## Exercise requirements
Reproduce the stretch of entries below from the line containing "find each flagpole" through the line containing "[87,485,138,1064]", with both of those lines included and nothing changed.

## Given records
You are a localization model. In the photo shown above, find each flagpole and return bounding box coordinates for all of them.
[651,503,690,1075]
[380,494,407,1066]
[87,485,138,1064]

...

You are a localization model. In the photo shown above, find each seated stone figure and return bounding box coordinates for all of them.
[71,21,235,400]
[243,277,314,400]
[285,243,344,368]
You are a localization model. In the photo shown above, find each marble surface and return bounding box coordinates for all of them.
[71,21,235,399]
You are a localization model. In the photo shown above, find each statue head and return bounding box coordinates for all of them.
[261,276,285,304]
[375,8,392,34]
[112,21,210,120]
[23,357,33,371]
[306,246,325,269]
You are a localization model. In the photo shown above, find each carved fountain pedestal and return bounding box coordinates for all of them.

## Task result
You are a localization model. In the photo shown above, find each flagpole and return bounding box coordinates for all of them.
[651,503,690,1075]
[380,494,407,1066]
[87,485,138,1064]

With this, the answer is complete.